SHORT TASK:
Reproduce the data below verbatim from the line containing "Expected: a point inside each instance of the metal" through its final line, and produce nothing more.

(Photo object pointing records)
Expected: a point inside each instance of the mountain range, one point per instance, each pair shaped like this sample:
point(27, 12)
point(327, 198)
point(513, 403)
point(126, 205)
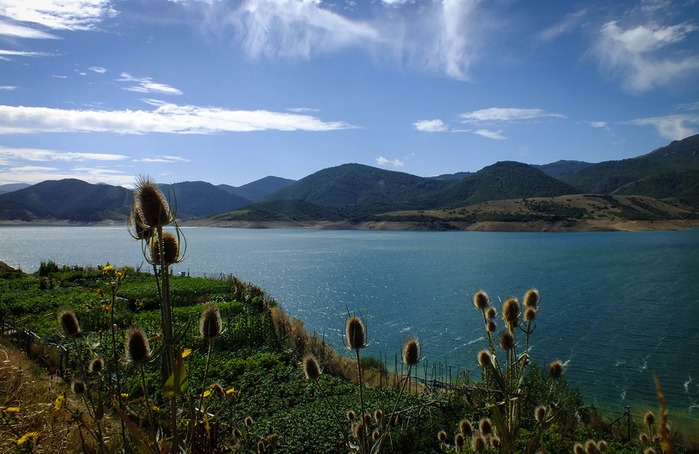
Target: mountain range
point(352, 192)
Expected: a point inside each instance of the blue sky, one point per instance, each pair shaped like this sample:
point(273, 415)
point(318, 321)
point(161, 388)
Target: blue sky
point(232, 91)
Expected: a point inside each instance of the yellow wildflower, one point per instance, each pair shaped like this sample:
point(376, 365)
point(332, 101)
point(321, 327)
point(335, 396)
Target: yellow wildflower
point(58, 404)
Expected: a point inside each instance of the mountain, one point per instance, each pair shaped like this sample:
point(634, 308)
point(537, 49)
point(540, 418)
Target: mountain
point(502, 180)
point(360, 189)
point(258, 189)
point(5, 188)
point(70, 199)
point(562, 168)
point(669, 170)
point(196, 199)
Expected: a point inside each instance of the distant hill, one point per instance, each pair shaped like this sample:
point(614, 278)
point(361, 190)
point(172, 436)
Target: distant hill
point(360, 189)
point(5, 188)
point(70, 199)
point(258, 189)
point(502, 180)
point(196, 199)
point(562, 168)
point(668, 170)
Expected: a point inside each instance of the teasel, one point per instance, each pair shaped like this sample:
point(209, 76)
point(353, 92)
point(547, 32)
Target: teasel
point(355, 333)
point(556, 370)
point(465, 427)
point(459, 442)
point(68, 324)
point(481, 300)
point(137, 347)
point(511, 312)
point(411, 352)
point(210, 322)
point(153, 210)
point(172, 252)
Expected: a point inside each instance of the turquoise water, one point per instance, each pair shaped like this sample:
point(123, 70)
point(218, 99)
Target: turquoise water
point(616, 307)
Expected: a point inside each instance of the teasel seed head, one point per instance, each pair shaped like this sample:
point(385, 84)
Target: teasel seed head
point(649, 418)
point(311, 368)
point(507, 340)
point(485, 426)
point(355, 334)
point(531, 298)
point(485, 359)
point(170, 246)
point(96, 365)
point(378, 416)
point(210, 322)
point(481, 300)
point(411, 352)
point(459, 442)
point(491, 313)
point(465, 427)
point(78, 386)
point(591, 447)
point(150, 203)
point(556, 370)
point(478, 443)
point(68, 324)
point(530, 314)
point(491, 327)
point(137, 347)
point(510, 312)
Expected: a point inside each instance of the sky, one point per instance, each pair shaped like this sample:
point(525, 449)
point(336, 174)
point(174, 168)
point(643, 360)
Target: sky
point(231, 91)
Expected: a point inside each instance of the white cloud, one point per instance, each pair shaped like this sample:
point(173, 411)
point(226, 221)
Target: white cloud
point(673, 127)
point(20, 31)
point(383, 162)
point(164, 159)
point(58, 14)
point(166, 118)
point(495, 135)
point(638, 55)
point(34, 154)
point(431, 126)
point(146, 85)
point(505, 114)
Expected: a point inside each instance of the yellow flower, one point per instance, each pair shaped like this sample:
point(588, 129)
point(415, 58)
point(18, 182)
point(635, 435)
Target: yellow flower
point(58, 404)
point(28, 436)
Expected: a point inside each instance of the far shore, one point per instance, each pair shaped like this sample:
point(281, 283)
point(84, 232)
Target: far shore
point(427, 226)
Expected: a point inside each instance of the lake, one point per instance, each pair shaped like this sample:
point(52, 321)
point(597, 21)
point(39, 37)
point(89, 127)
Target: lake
point(617, 307)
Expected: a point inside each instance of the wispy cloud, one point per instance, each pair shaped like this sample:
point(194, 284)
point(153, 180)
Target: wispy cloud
point(641, 57)
point(505, 114)
point(496, 135)
point(673, 127)
point(383, 162)
point(146, 85)
point(35, 154)
point(436, 125)
point(164, 159)
point(58, 14)
point(166, 118)
point(20, 31)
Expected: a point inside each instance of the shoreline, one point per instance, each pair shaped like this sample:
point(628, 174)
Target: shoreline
point(415, 226)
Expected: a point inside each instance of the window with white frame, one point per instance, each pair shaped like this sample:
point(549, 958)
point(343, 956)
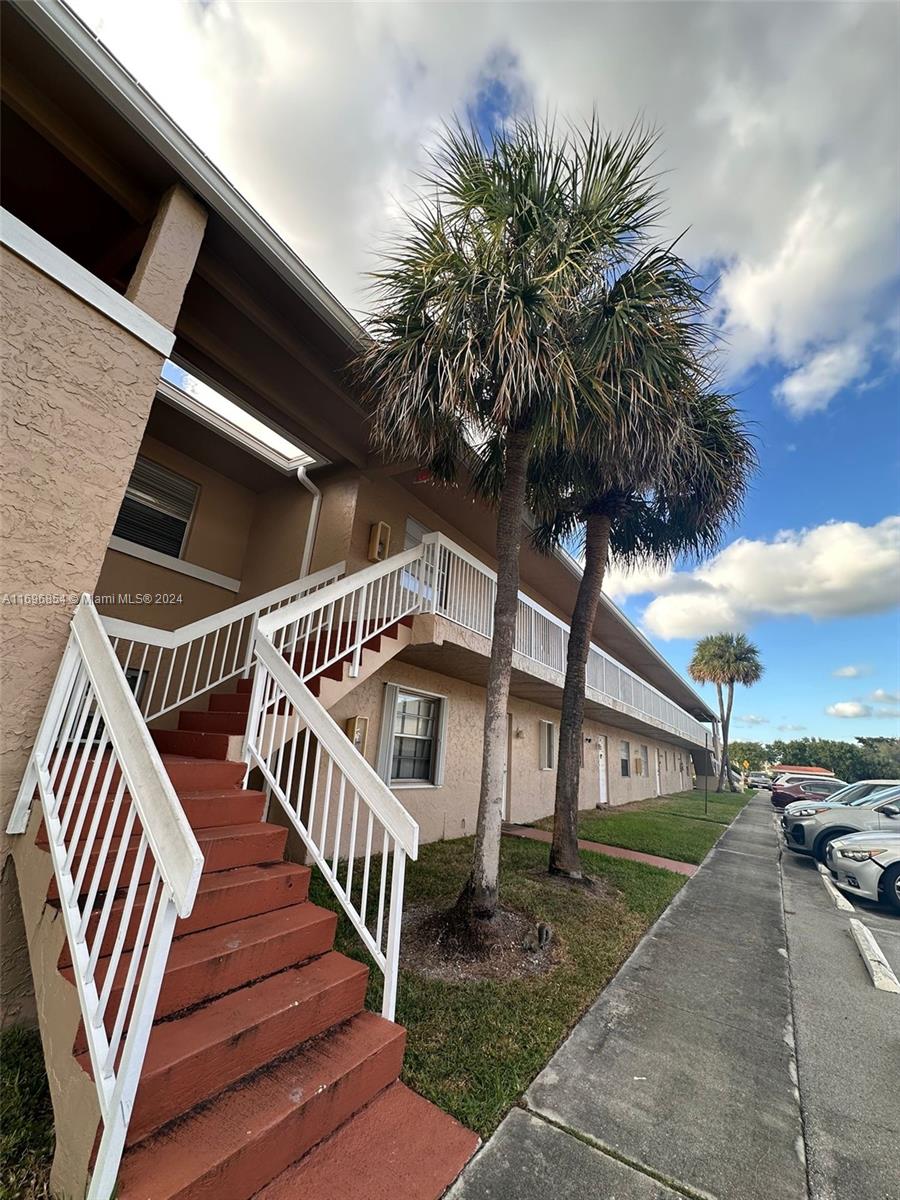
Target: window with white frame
point(413, 735)
point(625, 759)
point(156, 509)
point(547, 748)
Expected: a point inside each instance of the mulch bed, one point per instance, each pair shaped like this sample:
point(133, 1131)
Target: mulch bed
point(431, 951)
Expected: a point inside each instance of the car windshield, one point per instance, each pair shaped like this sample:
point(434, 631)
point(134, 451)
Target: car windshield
point(876, 797)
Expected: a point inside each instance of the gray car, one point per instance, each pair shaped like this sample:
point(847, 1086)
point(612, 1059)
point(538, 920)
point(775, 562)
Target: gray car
point(809, 829)
point(868, 865)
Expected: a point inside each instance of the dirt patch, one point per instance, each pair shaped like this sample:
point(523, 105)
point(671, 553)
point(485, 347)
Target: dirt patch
point(587, 886)
point(519, 949)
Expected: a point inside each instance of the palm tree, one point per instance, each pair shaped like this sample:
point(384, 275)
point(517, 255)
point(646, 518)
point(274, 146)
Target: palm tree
point(473, 346)
point(725, 659)
point(672, 497)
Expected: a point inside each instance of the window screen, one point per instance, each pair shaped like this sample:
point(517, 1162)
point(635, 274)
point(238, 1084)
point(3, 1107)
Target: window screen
point(547, 744)
point(415, 729)
point(156, 509)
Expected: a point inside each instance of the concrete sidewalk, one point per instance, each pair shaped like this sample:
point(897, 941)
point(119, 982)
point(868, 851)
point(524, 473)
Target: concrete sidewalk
point(682, 1077)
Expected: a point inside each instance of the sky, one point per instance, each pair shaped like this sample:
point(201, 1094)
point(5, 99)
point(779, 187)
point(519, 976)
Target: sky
point(779, 129)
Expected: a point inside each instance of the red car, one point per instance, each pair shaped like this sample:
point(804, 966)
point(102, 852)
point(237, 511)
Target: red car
point(805, 790)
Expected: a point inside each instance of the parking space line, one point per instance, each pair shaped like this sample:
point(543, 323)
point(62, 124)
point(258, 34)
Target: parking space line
point(875, 961)
point(840, 901)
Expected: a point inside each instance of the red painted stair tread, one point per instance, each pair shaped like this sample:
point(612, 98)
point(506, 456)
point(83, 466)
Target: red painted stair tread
point(399, 1147)
point(195, 1057)
point(234, 1145)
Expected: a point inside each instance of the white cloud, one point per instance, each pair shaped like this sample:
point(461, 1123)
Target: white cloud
point(811, 387)
point(849, 708)
point(839, 569)
point(858, 711)
point(779, 125)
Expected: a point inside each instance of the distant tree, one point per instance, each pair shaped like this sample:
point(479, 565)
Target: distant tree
point(725, 659)
point(755, 753)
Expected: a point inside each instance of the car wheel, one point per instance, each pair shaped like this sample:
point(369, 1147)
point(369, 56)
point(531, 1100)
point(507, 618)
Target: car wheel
point(821, 846)
point(891, 887)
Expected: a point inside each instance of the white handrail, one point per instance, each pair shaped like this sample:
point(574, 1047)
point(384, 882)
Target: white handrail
point(171, 667)
point(125, 864)
point(465, 594)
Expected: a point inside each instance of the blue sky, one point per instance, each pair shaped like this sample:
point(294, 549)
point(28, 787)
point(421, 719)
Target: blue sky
point(779, 126)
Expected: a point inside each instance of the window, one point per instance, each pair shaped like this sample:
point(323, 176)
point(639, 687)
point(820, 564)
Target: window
point(412, 737)
point(156, 509)
point(547, 748)
point(624, 759)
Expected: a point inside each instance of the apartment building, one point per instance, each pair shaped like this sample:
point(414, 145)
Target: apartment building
point(281, 669)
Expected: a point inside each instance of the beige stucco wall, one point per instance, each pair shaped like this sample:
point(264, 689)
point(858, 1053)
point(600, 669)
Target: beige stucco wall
point(449, 810)
point(77, 390)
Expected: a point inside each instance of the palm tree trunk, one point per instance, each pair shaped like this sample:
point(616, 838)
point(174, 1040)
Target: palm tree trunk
point(477, 903)
point(726, 759)
point(564, 857)
point(725, 739)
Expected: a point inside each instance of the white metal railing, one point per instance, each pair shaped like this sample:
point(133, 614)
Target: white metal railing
point(465, 594)
point(353, 826)
point(125, 862)
point(167, 669)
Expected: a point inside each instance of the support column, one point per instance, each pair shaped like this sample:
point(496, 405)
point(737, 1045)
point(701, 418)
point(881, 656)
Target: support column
point(168, 257)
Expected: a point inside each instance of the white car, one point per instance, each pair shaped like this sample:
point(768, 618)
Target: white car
point(868, 864)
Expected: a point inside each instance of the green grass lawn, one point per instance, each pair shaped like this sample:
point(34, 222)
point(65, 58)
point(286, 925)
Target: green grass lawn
point(671, 826)
point(473, 1048)
point(25, 1117)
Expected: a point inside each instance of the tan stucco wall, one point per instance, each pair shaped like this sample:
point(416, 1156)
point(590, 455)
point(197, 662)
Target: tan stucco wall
point(450, 810)
point(77, 390)
point(217, 539)
point(276, 539)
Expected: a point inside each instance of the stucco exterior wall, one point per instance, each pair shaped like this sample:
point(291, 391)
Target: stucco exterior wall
point(217, 539)
point(77, 390)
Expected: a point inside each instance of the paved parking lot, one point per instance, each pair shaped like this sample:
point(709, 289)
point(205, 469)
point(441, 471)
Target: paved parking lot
point(741, 1054)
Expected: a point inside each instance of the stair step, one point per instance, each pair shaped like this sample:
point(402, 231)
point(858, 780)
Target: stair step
point(203, 809)
point(222, 898)
point(399, 1147)
point(202, 966)
point(189, 773)
point(197, 745)
point(222, 849)
point(213, 723)
point(229, 702)
point(195, 1057)
point(239, 1141)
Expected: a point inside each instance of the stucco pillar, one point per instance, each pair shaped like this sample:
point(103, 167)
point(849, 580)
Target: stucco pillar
point(77, 387)
point(168, 257)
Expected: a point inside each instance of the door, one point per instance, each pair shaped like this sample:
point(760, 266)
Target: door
point(603, 773)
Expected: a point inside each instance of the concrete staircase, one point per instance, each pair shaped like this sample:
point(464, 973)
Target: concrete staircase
point(264, 1075)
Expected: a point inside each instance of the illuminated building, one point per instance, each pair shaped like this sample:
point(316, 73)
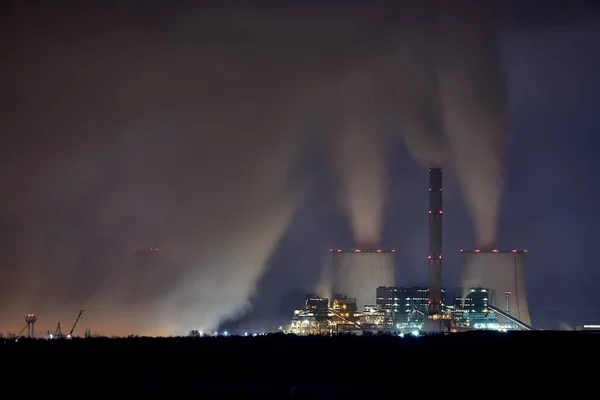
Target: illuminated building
point(344, 315)
point(404, 304)
point(502, 273)
point(313, 319)
point(475, 311)
point(588, 328)
point(357, 273)
point(373, 318)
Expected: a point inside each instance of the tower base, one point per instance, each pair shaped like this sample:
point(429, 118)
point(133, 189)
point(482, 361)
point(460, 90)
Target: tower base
point(437, 323)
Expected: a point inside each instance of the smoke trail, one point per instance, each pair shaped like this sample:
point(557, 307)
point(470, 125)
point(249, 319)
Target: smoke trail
point(450, 99)
point(473, 95)
point(358, 157)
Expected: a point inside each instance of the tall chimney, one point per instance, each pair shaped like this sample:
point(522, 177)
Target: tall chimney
point(435, 241)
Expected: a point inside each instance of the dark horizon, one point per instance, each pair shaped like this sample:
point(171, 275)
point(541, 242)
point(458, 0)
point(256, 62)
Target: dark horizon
point(254, 139)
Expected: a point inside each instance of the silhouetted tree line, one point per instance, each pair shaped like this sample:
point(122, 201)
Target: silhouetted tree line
point(288, 366)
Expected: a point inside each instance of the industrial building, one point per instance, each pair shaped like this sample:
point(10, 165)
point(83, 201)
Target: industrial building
point(366, 299)
point(404, 304)
point(358, 273)
point(502, 273)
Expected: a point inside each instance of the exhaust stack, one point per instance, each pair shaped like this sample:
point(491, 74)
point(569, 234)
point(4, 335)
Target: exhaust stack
point(435, 241)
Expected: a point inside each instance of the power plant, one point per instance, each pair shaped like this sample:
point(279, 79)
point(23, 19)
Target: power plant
point(435, 241)
point(502, 272)
point(360, 272)
point(367, 300)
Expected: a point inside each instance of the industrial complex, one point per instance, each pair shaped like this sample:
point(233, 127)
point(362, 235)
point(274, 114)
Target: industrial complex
point(366, 299)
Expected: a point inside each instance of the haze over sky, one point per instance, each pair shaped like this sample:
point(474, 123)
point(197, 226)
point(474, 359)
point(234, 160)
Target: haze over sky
point(246, 138)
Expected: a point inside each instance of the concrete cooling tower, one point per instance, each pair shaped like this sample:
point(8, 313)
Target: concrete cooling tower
point(502, 273)
point(357, 274)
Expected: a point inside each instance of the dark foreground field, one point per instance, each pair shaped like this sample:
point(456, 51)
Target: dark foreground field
point(278, 366)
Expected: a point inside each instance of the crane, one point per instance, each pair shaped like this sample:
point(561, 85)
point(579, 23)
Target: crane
point(76, 321)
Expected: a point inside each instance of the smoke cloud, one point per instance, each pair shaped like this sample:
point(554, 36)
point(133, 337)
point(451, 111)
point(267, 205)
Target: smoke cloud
point(176, 128)
point(358, 151)
point(474, 103)
point(450, 100)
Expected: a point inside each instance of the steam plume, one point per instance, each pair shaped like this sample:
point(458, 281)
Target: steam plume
point(358, 155)
point(475, 114)
point(450, 98)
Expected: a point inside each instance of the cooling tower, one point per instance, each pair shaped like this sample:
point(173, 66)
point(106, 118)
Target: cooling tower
point(358, 273)
point(502, 273)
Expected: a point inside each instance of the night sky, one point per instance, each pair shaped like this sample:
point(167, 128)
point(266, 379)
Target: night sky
point(219, 133)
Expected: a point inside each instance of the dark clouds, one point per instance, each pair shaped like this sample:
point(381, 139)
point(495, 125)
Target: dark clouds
point(174, 126)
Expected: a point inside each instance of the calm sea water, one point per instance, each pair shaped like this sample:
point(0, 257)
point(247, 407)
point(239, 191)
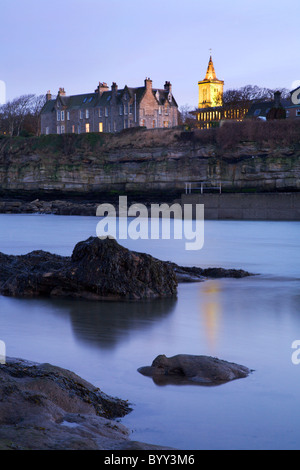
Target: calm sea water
point(251, 321)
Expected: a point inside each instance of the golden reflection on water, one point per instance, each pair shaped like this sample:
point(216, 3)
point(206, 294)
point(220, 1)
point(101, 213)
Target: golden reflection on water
point(211, 312)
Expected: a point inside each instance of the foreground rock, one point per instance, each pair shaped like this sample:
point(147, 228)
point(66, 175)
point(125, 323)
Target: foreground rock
point(196, 274)
point(187, 369)
point(46, 407)
point(97, 269)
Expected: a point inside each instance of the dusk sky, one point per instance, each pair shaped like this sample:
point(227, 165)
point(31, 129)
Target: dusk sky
point(47, 44)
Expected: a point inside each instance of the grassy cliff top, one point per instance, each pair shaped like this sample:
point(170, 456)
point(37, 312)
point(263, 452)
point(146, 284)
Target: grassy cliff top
point(273, 134)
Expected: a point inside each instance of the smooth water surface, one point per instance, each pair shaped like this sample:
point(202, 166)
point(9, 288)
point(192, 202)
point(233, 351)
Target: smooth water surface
point(251, 321)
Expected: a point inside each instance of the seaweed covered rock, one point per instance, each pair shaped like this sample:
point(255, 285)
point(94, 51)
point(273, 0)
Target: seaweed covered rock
point(187, 369)
point(97, 269)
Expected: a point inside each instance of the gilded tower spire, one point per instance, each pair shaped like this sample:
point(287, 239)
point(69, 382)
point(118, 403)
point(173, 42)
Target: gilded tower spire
point(210, 73)
point(210, 89)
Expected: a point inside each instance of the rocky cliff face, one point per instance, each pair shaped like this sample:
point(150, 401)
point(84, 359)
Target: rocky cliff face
point(141, 166)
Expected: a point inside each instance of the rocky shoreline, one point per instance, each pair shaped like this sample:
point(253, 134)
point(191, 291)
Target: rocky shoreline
point(99, 269)
point(45, 407)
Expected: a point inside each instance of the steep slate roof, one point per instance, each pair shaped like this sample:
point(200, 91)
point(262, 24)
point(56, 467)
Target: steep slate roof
point(90, 100)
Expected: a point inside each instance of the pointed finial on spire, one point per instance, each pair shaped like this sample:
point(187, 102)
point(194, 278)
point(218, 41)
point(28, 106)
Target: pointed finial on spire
point(210, 73)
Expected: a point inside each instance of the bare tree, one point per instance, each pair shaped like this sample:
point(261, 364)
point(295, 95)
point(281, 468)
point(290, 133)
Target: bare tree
point(22, 110)
point(250, 93)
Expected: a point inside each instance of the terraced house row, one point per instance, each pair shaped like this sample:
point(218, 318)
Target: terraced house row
point(110, 110)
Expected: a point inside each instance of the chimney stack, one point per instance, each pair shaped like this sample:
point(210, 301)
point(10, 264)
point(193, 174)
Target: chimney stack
point(61, 92)
point(148, 84)
point(277, 101)
point(101, 88)
point(168, 87)
point(114, 89)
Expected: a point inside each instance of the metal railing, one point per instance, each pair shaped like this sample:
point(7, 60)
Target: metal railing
point(202, 185)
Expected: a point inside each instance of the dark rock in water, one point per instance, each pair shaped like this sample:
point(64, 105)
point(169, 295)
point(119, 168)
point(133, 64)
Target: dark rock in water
point(44, 407)
point(194, 273)
point(189, 369)
point(97, 269)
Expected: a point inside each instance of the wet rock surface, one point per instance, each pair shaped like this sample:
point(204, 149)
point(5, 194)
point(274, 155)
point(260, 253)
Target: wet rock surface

ANSWER FOR THIS EXERCISE:
Expected: a point inside each instance of the metal railing, one point per instance, each pair shaped like this sample:
point(7, 60)
Target: metal railing
point(202, 185)
Expected: a point inside each instance of the dark rock in water, one point per instance, each pair shaped like this sample:
point(64, 105)
point(169, 295)
point(119, 168)
point(133, 64)
Target: dark rock in water
point(44, 407)
point(194, 273)
point(189, 369)
point(97, 269)
Expected: a point inside each instance of the wet rock surface, one point per instance, each pair shaped like this sample:
point(204, 149)
point(5, 194)
point(274, 155)
point(260, 253)
Target: wet rock surface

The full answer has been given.